--- Set problem ---
Could you reproduce each of the following items word for word, leaving out the pictures?

--- Supplied information ---

□ □ □ □ □ □ □

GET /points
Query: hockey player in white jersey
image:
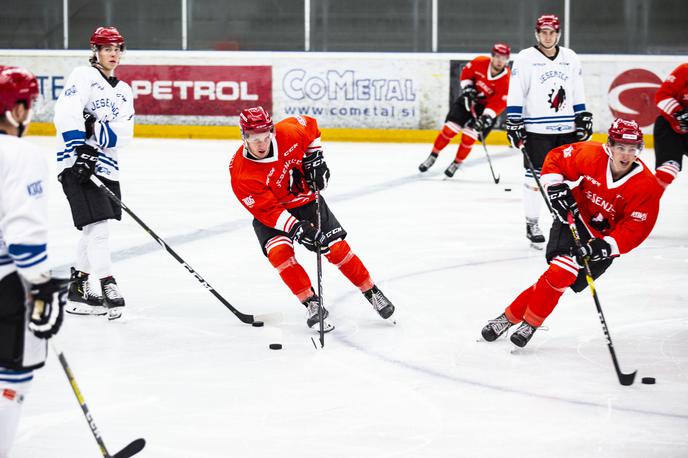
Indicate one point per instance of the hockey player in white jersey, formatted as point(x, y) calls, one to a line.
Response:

□ □ □ □ □ □ □

--- Written response ---
GET /points
Query: hockey player in white jersey
image:
Indicate one point per instance of the hockey player in white jersey, formatted as point(x, y) calls, one to a line.
Response:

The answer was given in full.